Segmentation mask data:
+---+

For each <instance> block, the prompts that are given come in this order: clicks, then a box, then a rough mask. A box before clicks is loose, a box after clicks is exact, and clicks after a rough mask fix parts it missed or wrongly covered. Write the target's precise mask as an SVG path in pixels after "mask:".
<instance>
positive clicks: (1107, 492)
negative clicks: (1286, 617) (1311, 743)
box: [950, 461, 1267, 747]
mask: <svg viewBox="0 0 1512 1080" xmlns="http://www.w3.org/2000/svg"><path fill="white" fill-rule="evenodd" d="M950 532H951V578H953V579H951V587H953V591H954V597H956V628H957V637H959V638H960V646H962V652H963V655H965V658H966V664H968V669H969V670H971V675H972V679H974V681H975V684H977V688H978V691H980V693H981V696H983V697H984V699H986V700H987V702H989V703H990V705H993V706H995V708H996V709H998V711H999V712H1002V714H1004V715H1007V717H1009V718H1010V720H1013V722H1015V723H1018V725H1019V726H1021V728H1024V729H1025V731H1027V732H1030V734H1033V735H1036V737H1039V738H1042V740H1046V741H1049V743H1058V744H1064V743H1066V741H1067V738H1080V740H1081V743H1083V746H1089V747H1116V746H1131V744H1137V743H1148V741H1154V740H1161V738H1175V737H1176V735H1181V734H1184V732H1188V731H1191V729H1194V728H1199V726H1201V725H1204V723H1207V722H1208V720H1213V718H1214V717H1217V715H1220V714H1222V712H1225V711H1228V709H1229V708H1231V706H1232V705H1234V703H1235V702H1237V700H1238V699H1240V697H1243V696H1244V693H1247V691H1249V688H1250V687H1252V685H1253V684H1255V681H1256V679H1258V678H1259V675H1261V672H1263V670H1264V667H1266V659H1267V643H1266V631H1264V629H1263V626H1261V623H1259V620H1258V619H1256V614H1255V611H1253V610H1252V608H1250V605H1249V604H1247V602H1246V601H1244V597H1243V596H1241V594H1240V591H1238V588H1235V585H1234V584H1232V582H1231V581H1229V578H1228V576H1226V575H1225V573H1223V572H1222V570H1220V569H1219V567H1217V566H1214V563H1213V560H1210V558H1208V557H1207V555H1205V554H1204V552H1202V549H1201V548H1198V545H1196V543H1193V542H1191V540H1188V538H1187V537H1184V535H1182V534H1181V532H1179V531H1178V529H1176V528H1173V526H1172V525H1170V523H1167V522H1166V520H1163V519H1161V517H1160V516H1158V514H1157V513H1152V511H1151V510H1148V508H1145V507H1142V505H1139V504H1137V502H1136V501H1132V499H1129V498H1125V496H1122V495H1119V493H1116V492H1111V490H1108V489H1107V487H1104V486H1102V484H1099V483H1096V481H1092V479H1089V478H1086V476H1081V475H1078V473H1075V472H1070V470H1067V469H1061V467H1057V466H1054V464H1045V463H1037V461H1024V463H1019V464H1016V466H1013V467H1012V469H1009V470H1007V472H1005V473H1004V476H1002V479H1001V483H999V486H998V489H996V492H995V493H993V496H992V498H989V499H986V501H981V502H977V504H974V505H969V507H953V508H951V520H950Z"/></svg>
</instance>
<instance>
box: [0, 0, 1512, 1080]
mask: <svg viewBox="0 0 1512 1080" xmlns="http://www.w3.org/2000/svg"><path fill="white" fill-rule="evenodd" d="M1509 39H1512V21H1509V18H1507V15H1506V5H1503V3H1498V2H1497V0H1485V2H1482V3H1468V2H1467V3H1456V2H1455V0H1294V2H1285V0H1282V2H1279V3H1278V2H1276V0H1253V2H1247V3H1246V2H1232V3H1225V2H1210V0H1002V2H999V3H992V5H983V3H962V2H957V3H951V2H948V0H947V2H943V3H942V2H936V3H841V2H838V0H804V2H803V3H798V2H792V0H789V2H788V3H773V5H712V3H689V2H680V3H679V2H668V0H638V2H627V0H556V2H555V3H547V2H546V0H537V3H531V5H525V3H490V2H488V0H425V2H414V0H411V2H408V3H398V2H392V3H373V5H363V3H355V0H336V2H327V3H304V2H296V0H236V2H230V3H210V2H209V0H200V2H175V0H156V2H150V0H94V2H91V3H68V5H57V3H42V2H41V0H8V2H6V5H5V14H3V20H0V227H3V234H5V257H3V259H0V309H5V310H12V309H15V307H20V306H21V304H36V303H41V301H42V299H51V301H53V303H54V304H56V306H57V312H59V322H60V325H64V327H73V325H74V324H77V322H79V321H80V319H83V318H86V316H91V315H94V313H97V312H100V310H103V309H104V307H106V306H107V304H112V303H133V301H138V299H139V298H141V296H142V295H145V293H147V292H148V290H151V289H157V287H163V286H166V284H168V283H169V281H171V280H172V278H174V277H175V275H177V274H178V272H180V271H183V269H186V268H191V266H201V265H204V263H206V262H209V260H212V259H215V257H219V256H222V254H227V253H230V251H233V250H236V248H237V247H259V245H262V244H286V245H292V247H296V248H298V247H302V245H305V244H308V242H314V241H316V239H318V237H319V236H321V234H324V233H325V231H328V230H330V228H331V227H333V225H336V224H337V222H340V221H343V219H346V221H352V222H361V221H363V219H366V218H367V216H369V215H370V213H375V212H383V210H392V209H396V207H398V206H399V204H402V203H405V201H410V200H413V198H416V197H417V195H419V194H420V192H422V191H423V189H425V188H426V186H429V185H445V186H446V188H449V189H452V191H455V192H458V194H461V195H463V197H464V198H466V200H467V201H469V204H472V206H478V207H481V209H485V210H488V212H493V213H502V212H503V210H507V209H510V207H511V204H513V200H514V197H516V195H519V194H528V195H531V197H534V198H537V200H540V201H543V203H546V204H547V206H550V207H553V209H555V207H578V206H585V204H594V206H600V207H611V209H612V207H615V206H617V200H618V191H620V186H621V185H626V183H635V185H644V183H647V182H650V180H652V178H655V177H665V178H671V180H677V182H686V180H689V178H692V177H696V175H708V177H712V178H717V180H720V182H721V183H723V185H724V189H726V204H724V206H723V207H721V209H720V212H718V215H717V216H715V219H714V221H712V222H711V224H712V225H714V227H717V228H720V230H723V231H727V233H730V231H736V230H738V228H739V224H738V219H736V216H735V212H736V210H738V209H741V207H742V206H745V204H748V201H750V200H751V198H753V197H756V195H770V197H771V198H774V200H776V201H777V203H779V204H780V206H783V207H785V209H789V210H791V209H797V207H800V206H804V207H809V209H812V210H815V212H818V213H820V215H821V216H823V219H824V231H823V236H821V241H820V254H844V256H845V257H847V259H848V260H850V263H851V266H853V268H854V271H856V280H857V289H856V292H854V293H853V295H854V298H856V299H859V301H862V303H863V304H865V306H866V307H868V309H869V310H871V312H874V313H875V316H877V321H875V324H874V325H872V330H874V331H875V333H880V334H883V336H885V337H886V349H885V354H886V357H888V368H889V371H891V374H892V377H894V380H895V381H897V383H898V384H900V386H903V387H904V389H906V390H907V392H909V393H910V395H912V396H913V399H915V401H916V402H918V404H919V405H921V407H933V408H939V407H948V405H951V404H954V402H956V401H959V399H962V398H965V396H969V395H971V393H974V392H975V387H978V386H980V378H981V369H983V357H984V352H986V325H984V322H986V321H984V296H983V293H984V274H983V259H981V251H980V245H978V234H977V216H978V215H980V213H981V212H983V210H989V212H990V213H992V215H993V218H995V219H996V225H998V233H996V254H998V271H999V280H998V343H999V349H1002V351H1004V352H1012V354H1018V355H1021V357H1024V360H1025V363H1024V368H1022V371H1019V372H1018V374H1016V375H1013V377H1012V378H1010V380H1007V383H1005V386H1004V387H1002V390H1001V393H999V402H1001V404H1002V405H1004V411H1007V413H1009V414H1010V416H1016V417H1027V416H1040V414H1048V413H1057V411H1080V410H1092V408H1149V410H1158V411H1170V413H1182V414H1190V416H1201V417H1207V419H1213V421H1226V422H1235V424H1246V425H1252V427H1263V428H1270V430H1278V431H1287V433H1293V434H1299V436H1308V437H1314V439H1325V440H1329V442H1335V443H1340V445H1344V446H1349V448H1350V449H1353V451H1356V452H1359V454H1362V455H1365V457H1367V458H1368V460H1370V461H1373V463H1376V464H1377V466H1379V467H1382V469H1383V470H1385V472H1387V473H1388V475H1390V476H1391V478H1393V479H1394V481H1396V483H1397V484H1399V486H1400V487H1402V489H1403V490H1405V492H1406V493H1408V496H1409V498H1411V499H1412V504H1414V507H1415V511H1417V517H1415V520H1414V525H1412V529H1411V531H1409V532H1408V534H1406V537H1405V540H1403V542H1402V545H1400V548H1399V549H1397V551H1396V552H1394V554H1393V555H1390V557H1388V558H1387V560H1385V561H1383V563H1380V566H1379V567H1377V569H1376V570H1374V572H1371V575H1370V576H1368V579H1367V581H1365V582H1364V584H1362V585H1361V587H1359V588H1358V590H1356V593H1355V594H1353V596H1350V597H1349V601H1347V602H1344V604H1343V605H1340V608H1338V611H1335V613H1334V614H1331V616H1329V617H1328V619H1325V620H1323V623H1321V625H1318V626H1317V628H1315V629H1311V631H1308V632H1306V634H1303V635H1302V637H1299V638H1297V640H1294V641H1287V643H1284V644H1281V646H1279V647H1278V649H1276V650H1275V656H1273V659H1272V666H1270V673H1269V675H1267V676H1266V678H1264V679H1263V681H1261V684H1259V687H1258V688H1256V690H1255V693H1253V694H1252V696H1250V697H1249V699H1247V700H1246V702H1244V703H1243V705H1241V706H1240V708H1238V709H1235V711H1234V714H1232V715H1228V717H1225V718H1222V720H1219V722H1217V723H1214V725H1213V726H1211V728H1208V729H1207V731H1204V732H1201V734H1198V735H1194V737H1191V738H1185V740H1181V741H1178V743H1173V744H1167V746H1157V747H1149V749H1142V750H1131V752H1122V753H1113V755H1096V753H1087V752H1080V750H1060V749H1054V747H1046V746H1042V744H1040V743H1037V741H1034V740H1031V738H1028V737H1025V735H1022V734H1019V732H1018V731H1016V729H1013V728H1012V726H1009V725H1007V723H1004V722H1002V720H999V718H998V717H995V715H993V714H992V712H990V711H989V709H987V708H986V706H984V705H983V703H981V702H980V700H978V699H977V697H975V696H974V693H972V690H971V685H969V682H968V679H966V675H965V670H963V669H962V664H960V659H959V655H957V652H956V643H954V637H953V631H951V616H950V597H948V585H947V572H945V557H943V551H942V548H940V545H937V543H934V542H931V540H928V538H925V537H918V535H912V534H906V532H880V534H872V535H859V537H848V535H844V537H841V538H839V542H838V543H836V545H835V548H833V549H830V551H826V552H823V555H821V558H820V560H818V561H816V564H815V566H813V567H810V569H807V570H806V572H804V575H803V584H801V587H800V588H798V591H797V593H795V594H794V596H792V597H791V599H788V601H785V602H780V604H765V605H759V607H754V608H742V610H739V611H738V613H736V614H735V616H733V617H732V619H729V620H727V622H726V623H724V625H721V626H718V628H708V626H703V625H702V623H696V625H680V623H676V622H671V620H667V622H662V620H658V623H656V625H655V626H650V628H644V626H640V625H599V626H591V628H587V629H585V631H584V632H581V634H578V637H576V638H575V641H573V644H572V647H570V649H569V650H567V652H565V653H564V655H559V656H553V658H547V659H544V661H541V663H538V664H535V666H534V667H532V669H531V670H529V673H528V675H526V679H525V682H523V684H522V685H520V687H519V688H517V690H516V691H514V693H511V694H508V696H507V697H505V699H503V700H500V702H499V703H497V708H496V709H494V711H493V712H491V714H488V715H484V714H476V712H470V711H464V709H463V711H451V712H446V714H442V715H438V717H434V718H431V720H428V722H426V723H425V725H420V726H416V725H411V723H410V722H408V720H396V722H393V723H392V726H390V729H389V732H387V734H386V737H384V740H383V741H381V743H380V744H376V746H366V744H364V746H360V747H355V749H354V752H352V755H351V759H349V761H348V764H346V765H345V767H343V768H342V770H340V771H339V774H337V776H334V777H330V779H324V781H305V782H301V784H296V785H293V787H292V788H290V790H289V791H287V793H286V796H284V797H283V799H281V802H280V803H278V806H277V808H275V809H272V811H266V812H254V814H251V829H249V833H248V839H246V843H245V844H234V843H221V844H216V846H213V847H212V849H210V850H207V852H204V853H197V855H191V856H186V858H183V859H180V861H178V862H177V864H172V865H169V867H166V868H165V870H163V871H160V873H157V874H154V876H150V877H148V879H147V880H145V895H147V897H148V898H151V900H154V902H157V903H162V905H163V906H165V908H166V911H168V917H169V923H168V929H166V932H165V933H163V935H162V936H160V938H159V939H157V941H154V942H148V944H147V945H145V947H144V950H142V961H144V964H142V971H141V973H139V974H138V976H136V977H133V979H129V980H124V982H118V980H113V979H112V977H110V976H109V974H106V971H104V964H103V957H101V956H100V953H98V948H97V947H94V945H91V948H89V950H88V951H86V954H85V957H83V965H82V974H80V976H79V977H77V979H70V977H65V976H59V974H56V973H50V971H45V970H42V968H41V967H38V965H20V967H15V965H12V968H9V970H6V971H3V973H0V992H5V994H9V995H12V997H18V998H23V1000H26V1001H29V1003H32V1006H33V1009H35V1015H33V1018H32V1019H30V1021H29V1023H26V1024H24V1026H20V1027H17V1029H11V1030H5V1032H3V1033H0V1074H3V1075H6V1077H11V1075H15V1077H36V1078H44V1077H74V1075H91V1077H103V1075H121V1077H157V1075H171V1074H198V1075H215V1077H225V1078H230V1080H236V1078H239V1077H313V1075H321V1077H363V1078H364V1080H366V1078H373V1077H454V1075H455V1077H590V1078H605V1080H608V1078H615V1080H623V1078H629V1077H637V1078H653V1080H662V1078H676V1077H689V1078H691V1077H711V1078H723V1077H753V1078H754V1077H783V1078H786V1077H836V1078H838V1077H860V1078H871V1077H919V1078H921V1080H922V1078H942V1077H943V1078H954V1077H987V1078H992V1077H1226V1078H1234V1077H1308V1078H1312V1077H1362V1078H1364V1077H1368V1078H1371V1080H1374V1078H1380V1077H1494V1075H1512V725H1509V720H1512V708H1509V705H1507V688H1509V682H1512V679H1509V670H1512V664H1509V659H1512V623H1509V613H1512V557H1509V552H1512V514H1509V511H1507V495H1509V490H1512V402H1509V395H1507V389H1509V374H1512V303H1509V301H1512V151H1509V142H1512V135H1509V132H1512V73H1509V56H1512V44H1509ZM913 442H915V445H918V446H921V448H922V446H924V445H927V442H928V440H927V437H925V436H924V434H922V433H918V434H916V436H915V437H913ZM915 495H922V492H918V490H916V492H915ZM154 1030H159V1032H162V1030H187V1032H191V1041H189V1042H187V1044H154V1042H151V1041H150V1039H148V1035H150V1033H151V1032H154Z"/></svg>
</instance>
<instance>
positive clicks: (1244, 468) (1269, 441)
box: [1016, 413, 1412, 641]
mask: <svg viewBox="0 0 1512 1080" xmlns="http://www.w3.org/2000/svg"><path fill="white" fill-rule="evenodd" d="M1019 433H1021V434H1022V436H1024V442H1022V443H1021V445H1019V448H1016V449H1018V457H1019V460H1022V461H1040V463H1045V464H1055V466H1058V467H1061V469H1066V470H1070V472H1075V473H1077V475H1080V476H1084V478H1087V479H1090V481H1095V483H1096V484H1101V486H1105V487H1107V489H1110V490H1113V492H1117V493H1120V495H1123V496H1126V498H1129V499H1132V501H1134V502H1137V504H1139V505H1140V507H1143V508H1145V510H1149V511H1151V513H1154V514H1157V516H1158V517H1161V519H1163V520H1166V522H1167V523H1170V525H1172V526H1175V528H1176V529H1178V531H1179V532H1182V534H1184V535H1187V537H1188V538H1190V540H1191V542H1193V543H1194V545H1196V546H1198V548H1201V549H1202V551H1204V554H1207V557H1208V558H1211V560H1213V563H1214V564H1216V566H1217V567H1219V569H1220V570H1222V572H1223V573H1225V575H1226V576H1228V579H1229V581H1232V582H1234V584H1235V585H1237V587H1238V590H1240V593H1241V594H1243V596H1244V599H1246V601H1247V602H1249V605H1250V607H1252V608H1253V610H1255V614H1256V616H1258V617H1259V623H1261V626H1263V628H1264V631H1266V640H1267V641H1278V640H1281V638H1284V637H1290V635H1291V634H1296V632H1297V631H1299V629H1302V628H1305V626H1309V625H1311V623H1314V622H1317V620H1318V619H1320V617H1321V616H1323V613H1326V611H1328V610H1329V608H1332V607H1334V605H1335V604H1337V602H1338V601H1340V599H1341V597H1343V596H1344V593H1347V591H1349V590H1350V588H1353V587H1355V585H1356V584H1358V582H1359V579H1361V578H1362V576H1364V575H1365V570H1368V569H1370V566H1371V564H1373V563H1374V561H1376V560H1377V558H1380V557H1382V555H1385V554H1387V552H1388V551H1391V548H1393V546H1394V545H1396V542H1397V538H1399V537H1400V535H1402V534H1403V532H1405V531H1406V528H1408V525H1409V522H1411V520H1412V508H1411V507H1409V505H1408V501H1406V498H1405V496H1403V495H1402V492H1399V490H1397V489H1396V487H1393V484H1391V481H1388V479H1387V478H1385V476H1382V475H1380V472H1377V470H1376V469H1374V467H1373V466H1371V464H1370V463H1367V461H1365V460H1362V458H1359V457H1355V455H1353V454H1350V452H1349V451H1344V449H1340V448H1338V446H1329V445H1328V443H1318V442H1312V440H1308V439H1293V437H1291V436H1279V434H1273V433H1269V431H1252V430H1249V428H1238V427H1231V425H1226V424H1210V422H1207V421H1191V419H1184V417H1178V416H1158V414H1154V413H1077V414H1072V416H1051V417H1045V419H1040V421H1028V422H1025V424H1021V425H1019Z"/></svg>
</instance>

+---+

◆ PROBLEM ◆
Set down each line exactly as it appears, starting at the top of the data and ending at the line containing "negative clicks: (1286, 617) (1311, 743)", and include no other lines.

◆ ANSWER TO THE PROBLEM ◆
For each <instance> block, the prompts that are given come in this order: clicks, then a box, then a rough mask. A box before clicks is loose, a box after clicks is exact, and clicks after a rough mask fix parts it missed or wrongly covered. Write the target's precise mask as an SVG path in pixels after "mask:".
<instance>
positive clicks: (1107, 492)
negative clicks: (1286, 617) (1311, 743)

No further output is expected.